TO BE DONE:
Copy the tire parameter text below starting at "For example, the tire" and ending at "tires with sensors.", switching "sensors" to "gauges".

EXTRACT TO READ:
* * *

For example, the tire design parameters 112 as shown in FIG. 1 may include data such as size and pressure of the tire, as listed in Table 2 below and described with reference to FIG. 3, which can be obtained by directly measuring the tires with sensors.

TABLE 2
Tire design parameters

	PARAMETER	MEANING

1	Tire_Diameter	The diameter of tire d
2	Tire_Width_F	The width of front tire B
3	Tire_Width_R	The width of rear tire B
4	Tire_Ratio_F	The ratio of the thickness to the width
		of front tire H/B*100%
5	Tire_Ratio_R	The ratio of the thickness to the width
		of rear tire H/B*100%
6	Tire_Cold_Pressure_F	The pressure of front tire at room
		temperature (e.g., 20° C.)
7	Tire_Cold_Pressure_R	The pressure of rear tire at room
		temperature (e.g., 20° C.)

For example, the vehicle attribute parameters 113 as shown in FIG. 1 may include parameters associated with attributes of various parts of the vehicle, as shown in Table 3 below.

TABLE 3
Vehicle Attribute Parameters

	PARAMETER	MEANING

1	Tire_FT_1st_Vertical_Mode_Frequency_F	The frequency characteristics of the tire resulting from
		frequency/peak test on front wheel based on tire force
		transfer vertical model (see FIG. 4)
2	Tire_FT_1st_Vertical_Mode_Frequency_R	The frequency characteristics of the tire resulting from
		frequency/peak test on rear wheel based on tire force
		transfer vertical model (see FIG. 4)
3	Tire_FT_1st_Cavity_Mode_Frequency_F	The frequency characteristics of the tire resulting from
		frequency/peak test on front wheels based on tire force
		transfer cavity model (see FIG. 4)
4	Tire_FT_1st_Cavity_Mode_Frequency_R	The frequency characteristics of the tire resulting from
		frequency/peak test on rear wheel based on tire force
		transfer cavity model (see FIG. 4)
5	Tire_Vertical_Peak_F	The peak characteristics of the tire resulting from
		frequency/peak test on front wheel based on tire force
		transfer vertical model (see FIG. 4)
6	Tire_Vertical_Peak_R	The peak characteristics of the tire resulting from
		frequency/peak test on rear wheel based on tire force
		transfer vertical model (see FIG. 4)
7	Tire_Cavity_Peak_F	The peak characteristics of the tire resulting from
		frequency/peak test on front wheel based on tire force
		transfer cavity model (see FIG. 4)
8	Tire_Cavity_Peak_R	The peak characteristics of the tire resulting from
		frequency/peak test on rear wheel based on tire force
		transfer cavity model (see FIG. 4)

* * *

(Stored data)
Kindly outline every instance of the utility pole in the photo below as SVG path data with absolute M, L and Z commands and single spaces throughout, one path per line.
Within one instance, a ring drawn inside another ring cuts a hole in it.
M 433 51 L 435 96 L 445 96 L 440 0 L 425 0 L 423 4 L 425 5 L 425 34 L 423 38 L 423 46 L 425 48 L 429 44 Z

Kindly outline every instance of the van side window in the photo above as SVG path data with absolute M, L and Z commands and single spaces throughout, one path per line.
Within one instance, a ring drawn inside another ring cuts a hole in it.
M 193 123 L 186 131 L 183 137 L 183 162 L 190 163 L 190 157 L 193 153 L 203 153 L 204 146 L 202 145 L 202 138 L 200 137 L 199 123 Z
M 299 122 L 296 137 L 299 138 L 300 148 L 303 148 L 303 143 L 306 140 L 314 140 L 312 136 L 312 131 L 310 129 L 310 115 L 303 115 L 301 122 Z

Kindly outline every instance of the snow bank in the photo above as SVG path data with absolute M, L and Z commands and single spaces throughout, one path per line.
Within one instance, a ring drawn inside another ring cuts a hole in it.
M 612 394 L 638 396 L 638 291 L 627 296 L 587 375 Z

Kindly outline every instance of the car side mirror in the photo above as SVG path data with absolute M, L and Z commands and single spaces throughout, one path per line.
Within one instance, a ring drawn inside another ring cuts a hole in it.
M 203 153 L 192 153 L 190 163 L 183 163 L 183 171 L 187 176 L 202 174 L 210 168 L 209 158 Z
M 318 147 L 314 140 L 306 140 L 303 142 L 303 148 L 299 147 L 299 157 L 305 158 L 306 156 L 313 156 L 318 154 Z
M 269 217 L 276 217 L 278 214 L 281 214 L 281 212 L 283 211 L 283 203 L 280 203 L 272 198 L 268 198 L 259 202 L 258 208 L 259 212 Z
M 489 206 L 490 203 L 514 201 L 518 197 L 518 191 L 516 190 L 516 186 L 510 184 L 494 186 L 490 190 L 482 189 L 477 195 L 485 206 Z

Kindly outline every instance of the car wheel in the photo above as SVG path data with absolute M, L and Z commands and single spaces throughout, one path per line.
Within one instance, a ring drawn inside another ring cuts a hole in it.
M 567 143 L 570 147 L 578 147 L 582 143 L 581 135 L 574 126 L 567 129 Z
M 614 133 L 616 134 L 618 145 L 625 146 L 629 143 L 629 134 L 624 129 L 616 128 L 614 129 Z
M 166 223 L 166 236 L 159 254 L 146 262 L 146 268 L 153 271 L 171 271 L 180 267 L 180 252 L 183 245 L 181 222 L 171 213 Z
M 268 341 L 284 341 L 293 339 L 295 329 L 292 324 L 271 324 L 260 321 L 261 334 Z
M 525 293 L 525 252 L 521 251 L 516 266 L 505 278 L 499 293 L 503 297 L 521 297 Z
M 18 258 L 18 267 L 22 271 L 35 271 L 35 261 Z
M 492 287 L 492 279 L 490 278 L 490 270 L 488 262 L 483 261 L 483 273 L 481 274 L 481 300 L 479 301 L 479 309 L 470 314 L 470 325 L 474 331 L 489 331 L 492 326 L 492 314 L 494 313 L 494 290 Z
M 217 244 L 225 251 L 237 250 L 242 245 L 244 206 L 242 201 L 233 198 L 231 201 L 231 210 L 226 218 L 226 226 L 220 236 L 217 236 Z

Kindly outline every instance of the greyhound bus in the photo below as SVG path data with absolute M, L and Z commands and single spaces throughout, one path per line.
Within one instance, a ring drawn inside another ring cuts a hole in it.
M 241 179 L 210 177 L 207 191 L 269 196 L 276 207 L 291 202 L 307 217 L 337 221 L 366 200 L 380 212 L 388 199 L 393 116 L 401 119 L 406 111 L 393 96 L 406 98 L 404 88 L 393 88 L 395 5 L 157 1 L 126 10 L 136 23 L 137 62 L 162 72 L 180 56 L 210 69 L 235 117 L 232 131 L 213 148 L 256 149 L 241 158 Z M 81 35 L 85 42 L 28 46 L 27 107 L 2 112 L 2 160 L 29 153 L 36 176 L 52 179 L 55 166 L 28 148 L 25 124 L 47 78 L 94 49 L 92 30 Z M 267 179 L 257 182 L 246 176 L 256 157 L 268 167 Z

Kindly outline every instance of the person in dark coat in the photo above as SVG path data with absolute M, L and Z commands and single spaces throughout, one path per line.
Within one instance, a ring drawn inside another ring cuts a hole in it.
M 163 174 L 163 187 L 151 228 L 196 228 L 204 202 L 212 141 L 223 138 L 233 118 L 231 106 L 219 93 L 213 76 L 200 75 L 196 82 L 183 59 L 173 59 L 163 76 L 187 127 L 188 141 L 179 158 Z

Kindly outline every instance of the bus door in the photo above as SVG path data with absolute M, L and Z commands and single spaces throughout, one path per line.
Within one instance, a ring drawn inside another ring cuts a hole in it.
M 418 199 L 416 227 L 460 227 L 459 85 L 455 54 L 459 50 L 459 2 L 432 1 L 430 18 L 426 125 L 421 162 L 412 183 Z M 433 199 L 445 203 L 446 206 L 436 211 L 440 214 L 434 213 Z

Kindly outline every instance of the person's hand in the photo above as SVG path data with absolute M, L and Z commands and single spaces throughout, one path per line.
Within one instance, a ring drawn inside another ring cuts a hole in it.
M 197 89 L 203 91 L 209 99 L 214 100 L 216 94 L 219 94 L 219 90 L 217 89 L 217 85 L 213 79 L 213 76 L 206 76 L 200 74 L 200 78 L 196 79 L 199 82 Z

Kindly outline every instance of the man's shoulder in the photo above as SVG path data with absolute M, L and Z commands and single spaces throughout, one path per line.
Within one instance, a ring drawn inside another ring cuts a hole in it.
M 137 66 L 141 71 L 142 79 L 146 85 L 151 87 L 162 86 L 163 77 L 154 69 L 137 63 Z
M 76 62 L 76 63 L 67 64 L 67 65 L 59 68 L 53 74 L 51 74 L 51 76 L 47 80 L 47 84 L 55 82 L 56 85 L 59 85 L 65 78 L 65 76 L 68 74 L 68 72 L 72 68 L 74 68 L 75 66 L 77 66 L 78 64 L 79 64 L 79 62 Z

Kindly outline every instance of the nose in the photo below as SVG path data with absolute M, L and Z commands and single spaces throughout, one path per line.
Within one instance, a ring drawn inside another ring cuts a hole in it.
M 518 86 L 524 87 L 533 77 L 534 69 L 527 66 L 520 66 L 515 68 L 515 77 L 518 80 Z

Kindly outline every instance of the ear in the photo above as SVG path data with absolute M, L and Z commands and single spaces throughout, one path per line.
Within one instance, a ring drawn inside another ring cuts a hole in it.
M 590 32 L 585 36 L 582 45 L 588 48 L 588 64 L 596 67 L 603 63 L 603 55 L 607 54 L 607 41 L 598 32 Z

* * *

FULL SOLUTION:
For example, the tire design parameters 112 as shown in FIG. 1 may include data such as size and pressure of the tire, as listed in Table 2 below and described with reference to FIG. 3, which can be obtained by directly measuring the tires with gauges.